start RECORDS SHOWN

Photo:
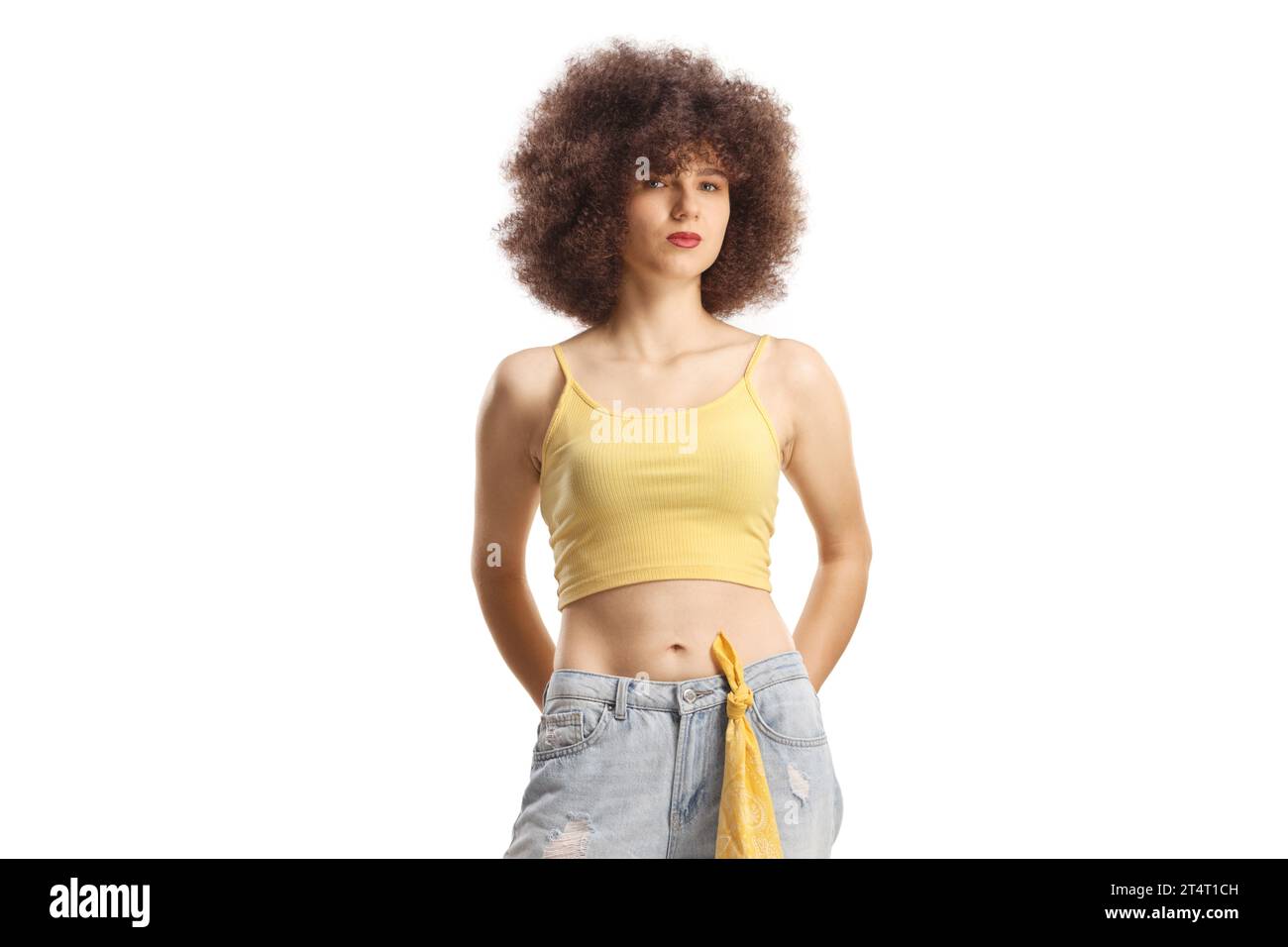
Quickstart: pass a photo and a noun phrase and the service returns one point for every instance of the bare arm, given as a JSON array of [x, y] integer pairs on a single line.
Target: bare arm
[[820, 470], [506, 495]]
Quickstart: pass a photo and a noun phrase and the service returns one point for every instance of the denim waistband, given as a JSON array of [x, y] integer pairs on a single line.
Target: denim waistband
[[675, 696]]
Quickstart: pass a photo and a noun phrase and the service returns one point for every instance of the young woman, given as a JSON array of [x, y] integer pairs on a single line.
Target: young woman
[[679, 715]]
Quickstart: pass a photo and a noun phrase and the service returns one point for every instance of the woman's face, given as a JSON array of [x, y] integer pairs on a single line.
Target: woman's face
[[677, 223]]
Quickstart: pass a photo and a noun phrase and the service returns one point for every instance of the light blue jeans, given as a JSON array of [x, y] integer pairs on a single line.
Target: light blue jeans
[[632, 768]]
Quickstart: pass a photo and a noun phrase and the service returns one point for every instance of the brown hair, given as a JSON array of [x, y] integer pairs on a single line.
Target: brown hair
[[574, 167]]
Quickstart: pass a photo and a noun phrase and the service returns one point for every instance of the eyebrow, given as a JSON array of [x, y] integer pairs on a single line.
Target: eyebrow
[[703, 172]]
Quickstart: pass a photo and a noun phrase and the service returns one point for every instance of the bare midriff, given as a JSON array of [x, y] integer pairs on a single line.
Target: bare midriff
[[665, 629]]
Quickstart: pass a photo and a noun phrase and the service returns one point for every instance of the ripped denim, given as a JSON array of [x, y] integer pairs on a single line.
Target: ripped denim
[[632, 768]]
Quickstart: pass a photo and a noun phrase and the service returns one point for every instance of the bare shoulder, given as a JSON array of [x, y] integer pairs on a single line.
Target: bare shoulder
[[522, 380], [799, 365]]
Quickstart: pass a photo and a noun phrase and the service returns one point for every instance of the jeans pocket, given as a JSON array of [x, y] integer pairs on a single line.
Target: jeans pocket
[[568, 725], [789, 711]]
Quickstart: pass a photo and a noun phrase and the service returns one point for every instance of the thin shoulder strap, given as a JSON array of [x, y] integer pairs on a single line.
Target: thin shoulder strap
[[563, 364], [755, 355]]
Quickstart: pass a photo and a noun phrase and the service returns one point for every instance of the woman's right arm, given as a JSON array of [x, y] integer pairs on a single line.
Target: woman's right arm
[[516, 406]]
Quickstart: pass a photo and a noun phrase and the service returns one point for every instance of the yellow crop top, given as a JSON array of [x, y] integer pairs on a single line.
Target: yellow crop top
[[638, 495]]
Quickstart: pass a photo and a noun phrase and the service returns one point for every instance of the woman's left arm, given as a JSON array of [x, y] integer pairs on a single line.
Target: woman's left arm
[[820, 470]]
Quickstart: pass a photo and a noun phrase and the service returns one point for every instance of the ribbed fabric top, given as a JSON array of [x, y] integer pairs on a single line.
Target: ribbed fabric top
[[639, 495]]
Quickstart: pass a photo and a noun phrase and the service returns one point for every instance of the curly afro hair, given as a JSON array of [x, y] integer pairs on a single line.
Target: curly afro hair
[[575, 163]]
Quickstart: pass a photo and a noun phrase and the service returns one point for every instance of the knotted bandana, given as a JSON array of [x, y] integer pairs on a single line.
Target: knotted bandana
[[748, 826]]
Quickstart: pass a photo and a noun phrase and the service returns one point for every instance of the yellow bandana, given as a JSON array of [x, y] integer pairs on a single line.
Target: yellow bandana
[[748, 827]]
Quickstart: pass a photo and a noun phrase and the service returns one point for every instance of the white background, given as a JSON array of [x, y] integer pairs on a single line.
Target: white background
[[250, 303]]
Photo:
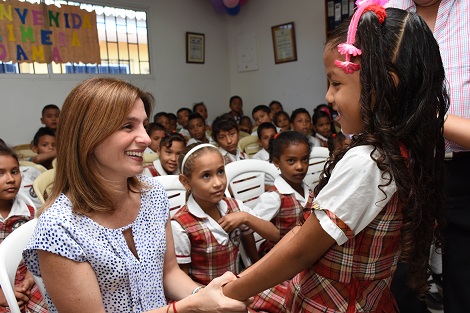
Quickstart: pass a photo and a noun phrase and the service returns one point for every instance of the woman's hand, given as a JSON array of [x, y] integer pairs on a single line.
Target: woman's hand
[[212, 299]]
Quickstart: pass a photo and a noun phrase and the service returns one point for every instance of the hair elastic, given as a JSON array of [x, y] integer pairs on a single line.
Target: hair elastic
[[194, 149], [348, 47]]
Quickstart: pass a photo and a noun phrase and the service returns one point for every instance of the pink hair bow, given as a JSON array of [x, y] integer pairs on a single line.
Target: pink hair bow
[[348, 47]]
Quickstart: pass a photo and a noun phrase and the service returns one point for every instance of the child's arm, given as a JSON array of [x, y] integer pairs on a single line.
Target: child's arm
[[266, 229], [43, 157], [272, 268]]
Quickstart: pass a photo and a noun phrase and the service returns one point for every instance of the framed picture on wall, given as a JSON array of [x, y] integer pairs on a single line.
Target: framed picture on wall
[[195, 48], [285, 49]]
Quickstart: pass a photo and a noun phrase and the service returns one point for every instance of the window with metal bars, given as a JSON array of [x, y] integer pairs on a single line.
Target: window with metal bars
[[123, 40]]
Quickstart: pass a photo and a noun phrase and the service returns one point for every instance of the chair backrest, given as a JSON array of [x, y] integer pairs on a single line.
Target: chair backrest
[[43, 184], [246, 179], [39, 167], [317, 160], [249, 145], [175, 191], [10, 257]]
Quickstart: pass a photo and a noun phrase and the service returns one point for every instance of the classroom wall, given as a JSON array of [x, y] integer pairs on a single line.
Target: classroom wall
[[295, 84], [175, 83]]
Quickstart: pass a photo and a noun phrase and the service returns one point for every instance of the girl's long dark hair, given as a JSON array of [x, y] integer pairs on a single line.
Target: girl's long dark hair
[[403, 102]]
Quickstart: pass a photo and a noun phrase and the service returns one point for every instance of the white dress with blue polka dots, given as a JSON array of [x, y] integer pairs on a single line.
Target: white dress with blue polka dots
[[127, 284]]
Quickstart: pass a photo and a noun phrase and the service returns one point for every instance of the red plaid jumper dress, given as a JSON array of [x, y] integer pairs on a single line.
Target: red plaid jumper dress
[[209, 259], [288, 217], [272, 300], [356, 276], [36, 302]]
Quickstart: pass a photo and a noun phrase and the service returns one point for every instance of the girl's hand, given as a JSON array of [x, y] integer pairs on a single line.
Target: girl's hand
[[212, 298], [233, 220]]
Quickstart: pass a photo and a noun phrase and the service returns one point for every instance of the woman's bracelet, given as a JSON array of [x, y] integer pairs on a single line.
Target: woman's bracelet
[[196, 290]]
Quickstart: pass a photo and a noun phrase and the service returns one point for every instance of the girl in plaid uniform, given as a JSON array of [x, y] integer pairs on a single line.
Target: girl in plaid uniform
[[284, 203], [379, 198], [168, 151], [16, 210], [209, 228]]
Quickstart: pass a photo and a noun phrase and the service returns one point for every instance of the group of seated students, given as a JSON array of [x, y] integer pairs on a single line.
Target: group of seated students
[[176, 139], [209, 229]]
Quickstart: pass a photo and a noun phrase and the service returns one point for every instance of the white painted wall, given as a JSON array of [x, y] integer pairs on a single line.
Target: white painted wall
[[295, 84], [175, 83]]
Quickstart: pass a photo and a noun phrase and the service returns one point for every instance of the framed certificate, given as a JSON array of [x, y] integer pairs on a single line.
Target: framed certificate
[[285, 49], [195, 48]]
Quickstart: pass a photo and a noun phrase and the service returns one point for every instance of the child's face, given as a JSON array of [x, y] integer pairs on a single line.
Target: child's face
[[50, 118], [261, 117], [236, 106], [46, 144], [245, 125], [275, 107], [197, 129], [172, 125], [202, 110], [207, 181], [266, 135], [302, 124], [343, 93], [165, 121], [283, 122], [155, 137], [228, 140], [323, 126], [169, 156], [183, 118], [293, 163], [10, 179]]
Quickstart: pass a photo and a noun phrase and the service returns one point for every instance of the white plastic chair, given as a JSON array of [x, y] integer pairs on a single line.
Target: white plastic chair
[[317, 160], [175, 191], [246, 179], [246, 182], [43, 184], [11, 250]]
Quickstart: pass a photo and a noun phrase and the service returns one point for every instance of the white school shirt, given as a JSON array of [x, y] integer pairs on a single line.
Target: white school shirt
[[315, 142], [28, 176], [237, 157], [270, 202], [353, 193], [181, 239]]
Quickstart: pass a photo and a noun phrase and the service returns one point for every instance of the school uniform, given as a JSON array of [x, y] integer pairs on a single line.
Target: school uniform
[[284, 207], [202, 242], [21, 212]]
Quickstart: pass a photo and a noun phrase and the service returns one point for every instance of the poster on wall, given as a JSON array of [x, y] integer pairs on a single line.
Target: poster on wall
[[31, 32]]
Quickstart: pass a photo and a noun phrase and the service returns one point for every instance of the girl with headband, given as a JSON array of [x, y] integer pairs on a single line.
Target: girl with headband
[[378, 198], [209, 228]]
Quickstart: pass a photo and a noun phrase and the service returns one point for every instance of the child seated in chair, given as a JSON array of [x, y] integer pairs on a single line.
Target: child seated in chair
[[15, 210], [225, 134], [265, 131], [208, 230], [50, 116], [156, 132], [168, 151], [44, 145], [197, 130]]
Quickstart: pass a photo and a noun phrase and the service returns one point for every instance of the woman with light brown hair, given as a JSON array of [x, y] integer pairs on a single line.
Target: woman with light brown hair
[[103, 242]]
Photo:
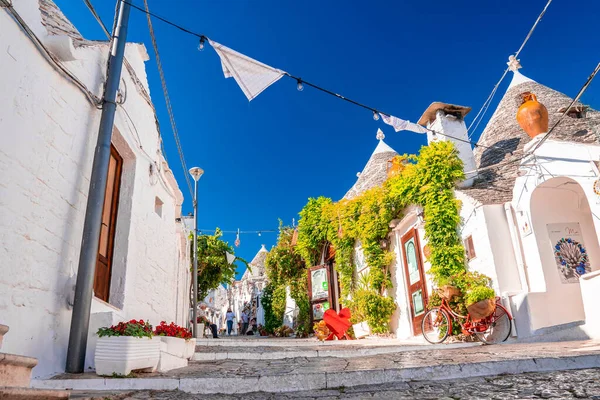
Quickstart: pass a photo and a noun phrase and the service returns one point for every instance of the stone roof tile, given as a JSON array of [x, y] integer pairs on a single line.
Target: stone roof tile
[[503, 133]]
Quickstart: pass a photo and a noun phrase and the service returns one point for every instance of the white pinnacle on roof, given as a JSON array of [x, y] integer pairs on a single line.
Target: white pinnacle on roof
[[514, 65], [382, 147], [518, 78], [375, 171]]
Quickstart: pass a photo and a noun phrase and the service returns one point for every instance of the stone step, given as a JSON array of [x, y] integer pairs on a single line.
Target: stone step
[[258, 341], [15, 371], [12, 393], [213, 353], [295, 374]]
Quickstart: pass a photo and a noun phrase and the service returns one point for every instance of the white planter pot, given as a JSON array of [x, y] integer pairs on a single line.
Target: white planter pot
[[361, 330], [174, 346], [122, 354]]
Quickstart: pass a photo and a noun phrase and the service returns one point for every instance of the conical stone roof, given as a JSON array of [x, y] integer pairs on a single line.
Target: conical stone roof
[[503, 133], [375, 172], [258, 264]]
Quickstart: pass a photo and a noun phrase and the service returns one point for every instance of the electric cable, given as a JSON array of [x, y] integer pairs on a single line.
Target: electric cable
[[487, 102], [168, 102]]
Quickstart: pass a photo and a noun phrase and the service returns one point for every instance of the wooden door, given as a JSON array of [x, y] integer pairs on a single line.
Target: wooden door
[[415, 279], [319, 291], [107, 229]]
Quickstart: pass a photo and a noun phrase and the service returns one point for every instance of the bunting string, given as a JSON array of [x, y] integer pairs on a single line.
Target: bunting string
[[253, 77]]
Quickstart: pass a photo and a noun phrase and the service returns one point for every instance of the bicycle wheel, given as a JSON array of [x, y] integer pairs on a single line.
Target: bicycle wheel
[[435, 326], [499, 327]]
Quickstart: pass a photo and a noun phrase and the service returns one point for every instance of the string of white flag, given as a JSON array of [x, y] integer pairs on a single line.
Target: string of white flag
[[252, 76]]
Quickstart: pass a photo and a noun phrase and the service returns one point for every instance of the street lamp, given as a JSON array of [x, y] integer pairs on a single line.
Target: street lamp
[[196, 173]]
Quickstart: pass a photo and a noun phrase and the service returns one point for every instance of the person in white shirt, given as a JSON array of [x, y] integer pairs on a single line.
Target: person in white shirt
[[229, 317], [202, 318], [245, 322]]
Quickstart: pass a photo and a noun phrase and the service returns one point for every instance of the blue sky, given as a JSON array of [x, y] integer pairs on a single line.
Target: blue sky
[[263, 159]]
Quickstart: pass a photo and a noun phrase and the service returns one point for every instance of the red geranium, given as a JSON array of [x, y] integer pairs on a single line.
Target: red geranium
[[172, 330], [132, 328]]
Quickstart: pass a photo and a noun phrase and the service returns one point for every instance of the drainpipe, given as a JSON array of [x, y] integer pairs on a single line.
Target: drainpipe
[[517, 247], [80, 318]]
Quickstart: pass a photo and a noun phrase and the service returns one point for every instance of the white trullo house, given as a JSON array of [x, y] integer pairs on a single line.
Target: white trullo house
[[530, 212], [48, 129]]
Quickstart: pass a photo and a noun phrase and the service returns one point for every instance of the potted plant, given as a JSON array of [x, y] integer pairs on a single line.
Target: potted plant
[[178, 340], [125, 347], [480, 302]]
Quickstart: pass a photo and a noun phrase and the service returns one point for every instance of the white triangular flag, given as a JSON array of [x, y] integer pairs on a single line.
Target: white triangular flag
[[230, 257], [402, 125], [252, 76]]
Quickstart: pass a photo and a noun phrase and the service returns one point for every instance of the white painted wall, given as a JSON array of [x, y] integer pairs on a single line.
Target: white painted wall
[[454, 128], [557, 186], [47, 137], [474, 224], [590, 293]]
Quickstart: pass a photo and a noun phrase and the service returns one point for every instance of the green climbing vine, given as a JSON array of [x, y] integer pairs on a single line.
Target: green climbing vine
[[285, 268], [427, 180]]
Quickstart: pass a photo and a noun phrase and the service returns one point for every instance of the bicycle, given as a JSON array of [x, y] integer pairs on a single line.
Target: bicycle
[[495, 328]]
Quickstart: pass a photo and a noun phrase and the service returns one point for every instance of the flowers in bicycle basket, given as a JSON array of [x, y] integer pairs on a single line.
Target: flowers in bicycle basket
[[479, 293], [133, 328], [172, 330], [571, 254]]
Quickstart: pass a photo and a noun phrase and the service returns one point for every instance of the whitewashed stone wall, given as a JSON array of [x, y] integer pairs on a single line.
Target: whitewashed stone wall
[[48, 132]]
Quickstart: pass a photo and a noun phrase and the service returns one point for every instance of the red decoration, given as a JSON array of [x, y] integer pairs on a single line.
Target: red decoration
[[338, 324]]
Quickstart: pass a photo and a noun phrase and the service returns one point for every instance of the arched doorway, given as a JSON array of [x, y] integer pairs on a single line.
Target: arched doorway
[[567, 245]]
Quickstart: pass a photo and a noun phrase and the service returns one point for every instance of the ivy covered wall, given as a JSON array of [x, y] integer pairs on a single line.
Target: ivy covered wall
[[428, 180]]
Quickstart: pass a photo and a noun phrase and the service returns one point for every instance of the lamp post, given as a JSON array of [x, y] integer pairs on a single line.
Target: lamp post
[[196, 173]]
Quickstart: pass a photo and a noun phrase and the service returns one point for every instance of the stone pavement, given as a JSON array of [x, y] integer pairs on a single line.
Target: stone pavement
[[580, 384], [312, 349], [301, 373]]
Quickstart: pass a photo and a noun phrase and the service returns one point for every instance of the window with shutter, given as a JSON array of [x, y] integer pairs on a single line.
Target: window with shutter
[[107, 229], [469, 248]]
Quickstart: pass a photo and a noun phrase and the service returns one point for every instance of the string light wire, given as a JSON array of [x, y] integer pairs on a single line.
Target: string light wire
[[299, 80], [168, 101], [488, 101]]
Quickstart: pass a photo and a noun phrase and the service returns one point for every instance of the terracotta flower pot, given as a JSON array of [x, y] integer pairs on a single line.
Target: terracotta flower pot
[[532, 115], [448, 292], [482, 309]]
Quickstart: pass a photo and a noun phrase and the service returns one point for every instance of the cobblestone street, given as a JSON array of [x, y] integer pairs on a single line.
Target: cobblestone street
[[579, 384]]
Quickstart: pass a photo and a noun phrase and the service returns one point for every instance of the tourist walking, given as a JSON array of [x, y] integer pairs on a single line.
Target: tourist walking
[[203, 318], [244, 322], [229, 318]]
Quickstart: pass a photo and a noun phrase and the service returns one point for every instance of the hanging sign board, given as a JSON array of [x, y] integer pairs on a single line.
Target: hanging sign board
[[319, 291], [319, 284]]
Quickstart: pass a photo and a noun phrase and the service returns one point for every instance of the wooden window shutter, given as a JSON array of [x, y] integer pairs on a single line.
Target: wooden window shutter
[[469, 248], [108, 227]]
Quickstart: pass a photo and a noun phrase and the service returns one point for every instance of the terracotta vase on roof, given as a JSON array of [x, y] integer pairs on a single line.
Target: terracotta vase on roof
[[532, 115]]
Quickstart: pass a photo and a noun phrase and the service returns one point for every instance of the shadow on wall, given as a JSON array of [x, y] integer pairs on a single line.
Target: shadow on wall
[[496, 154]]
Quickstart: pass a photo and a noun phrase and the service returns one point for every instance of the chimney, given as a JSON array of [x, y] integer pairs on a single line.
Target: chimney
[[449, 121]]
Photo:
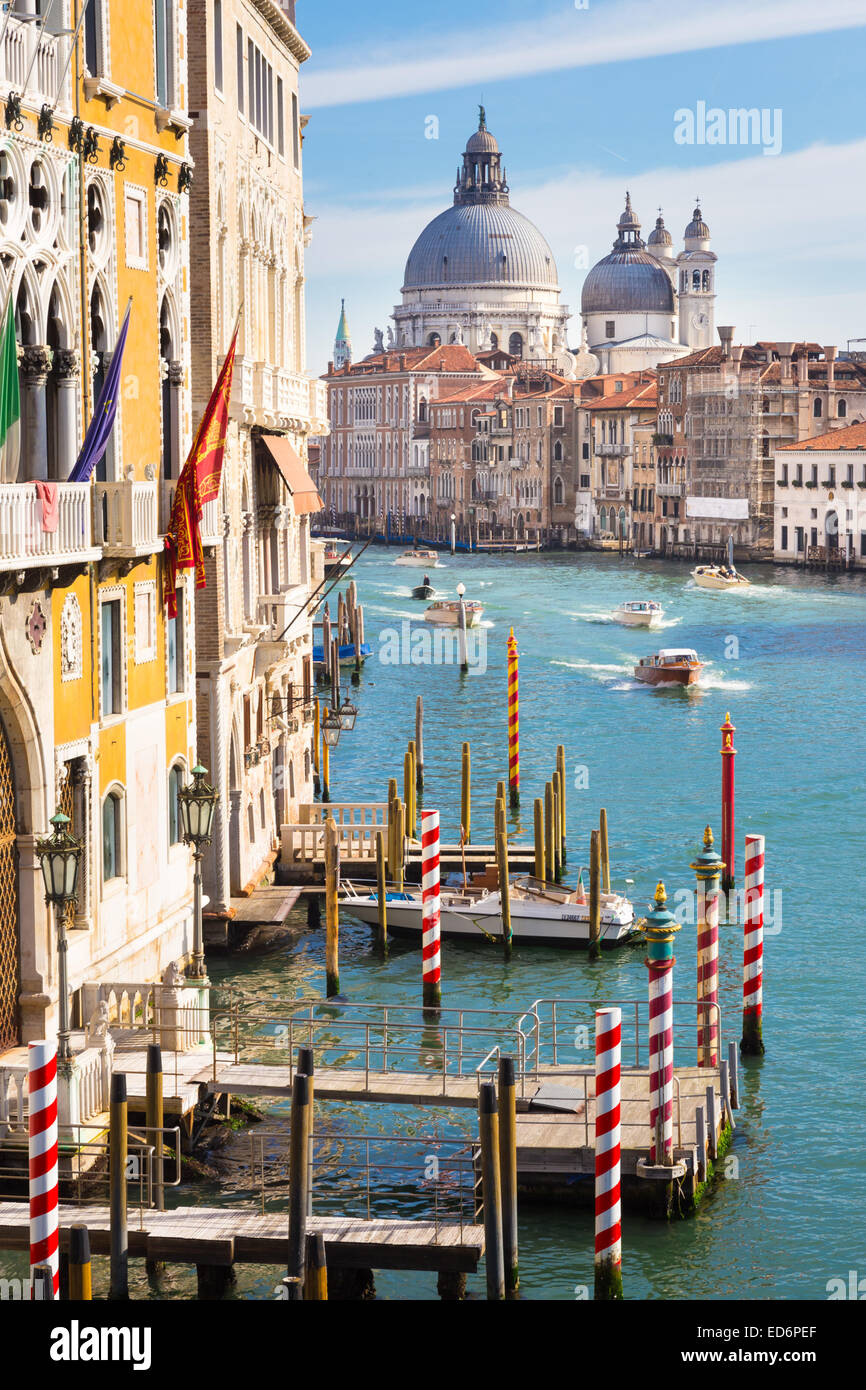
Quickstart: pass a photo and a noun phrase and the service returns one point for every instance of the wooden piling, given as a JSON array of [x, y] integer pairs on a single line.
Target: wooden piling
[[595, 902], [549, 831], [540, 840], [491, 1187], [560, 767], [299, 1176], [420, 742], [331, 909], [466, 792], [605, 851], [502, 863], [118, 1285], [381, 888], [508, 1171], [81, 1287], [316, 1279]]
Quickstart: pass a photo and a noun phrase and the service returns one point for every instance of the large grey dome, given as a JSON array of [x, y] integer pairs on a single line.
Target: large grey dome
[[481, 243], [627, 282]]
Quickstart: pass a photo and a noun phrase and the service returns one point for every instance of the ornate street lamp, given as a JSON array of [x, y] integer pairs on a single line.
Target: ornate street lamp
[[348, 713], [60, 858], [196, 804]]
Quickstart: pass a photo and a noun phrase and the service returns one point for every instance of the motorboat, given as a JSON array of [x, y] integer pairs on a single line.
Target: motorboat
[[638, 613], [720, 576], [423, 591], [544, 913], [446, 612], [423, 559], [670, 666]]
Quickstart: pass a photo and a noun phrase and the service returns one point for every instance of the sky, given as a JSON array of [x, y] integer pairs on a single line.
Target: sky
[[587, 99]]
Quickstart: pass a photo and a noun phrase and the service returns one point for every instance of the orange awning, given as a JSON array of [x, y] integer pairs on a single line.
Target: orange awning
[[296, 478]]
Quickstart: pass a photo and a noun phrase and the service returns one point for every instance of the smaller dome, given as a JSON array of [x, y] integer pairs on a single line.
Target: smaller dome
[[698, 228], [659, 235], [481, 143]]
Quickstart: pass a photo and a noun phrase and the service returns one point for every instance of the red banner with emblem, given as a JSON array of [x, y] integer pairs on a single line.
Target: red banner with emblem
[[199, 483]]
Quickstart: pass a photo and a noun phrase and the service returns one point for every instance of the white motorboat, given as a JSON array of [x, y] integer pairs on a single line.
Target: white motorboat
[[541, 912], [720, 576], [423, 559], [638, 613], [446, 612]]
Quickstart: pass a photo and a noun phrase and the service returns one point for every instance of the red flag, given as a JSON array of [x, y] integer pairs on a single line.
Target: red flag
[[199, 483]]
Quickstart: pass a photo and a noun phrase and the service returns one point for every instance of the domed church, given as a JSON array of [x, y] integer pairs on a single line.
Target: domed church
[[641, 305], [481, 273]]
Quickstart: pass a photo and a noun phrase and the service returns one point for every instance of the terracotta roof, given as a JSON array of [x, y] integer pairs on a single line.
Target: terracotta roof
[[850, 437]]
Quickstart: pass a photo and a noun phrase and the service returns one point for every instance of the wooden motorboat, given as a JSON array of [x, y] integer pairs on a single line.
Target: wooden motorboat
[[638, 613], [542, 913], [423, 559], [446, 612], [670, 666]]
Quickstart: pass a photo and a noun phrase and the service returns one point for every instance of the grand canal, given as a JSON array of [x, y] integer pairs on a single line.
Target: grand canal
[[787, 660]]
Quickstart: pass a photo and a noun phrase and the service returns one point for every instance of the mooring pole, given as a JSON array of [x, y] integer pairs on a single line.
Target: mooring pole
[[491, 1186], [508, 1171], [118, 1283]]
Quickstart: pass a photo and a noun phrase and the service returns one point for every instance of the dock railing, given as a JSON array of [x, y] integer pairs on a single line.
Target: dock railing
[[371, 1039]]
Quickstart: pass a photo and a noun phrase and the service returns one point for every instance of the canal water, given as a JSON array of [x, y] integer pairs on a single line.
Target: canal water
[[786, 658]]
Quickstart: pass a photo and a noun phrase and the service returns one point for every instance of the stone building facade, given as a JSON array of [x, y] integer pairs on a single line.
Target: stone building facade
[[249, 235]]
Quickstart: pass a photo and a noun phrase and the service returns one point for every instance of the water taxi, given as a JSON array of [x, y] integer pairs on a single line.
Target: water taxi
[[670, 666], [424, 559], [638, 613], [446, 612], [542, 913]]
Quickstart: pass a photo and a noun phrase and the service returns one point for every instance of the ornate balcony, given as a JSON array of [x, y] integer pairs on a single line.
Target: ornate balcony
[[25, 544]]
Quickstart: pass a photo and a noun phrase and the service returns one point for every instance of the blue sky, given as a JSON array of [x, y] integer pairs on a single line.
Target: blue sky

end RECORDS SHOWN

#### EXERCISE INSTRUCTIONS:
Extract the lines of the records word for word, starting at the line that contains "red geranium, given" and stopping after the line that contains "[[230, 257], [402, 125], [252, 76]]".

#### TASK SOLUTION:
Quickstart: pass a photo and a noun phrase and the service returns one point for every instance of the red geranium, given as a JSON array of [x, y] integer pairs on a single line.
Target: red geranium
[[172, 330], [132, 328]]
Quickstart: pass a photo and a noun phrase and the service returns one point for every instance of the drainpipe, given as a JSON array of [x, y] integer pairs on a single line.
Target: drainpipe
[[517, 247], [80, 318]]
Quickstart: pass a photo and a noun phrase and the service returns one point for every instance of the white trullo house, given as a JSON array of [x, y] integer pairs on a single line.
Target: white trullo house
[[530, 212], [48, 129]]
Quickstart: pass a photo and a noun phrase and the service returns one point for every instance of the potted plant, given as a JSON array of [x, y] integer pairs on a single line.
Target: potted plant
[[178, 340], [125, 347], [480, 302]]
Quickstart: pass a photo and a noun phrase and the service returns one point for every instance of the white triangular flag, given as a JSON array of [x, y] integer pairs on a single line.
Target: white triangular flag
[[230, 257], [402, 125], [252, 76]]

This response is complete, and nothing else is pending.